> Article:
Begin

Local Rules

 

Wake County's stormwater management regulations may be found in Article 9 of the Unified Development Ordinance. These regulations establish minimum requirements to address adverse effects of stormwater runoff associated with new development.
 
Wake County administers stormwater regulations for all unincorporated areas as well as three municipalities through interlocal agreements: Wendell, Rolesville and Zebulon.

 

Both Falls Lake and Jordan Lake are considered polluted due to excessive nutrient inputs, and stormwater runoff is one of the major sources. As a result, both lakes have been designated as Nutrient Sensitive Waters (NSW) by the North Carolina Division of Water Quality (DWQ). The Falls Lake and Jordan Lake rules passed by the State require local governments to adopt stormwater standards for new development. The State’s Falls Lake rules became effective January 15, 2011, and the Jordan Lake rules became effective August 11, 2009. Local governments must implement the New Development Rule for Falls Lake by July 12, 2012, and by August 10, 2012, for Jordan Lake. Wake County is addressing the two programs in one set of regulations within its Unified Development Ordinance (UDO), Section 9-21 State Nutrient Management Strategy Rules.

End

[A block of data]

Begin

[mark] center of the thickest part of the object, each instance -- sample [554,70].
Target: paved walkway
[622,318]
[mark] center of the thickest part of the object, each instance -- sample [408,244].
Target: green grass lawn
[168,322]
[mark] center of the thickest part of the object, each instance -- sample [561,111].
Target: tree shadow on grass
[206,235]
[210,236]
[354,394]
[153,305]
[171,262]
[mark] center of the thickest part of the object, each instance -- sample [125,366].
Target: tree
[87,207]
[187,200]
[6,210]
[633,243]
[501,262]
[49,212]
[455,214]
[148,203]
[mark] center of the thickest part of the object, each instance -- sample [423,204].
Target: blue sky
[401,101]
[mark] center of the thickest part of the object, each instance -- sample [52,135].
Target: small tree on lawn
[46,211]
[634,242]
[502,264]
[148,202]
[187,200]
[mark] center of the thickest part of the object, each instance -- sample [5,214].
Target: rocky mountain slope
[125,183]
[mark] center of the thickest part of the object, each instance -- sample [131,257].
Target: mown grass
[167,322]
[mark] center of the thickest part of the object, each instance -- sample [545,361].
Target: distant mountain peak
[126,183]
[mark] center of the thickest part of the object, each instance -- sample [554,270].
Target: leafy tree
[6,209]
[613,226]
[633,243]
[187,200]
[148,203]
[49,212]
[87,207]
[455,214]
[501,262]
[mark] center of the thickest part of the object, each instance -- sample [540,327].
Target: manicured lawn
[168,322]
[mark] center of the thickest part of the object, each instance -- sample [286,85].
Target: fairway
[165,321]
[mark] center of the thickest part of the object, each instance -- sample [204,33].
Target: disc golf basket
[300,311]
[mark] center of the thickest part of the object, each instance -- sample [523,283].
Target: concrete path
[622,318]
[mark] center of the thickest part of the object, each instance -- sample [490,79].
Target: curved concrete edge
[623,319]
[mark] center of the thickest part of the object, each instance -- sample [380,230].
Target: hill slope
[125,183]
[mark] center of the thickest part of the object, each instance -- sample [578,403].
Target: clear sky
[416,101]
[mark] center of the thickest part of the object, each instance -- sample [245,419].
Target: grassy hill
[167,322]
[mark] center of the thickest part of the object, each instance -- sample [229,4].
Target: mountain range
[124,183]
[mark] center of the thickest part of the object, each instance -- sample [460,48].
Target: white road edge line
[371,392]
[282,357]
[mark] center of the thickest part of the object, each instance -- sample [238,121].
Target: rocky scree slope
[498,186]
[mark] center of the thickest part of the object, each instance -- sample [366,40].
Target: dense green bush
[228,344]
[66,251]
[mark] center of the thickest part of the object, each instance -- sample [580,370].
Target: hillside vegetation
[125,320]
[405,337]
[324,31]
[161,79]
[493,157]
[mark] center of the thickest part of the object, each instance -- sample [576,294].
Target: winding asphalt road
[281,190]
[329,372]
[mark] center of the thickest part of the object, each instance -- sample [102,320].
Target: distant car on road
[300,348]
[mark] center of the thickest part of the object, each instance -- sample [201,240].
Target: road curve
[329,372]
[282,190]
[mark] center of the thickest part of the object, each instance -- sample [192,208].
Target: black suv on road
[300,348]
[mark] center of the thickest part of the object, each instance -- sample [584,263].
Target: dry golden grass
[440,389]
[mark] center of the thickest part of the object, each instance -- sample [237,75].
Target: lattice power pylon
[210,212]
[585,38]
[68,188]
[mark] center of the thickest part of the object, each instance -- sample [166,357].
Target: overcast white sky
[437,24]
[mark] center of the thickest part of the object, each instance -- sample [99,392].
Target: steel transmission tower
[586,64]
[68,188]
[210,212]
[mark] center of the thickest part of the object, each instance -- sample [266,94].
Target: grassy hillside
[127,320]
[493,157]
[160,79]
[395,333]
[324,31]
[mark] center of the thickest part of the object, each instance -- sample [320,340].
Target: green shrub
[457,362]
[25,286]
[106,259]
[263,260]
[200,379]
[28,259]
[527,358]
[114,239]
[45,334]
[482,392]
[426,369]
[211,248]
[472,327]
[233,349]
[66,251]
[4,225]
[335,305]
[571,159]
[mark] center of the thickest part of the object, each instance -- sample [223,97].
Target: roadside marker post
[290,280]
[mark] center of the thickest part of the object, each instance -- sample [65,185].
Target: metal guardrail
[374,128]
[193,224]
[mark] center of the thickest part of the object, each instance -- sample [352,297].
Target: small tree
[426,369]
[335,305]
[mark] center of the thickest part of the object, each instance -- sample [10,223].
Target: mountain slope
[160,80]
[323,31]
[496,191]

End

> Work required:
Restate the stretch from "Wake County's stormwater" through "with new development." in the Local Rules text, substituting "baseline requirements" for "minimum requirements".

> Solution to this task:
Wake County's stormwater management regulations may be found in Article 9 of the Unified Development Ordinance. These regulations establish baseline requirements to address adverse effects of stormwater runoff associated with new development.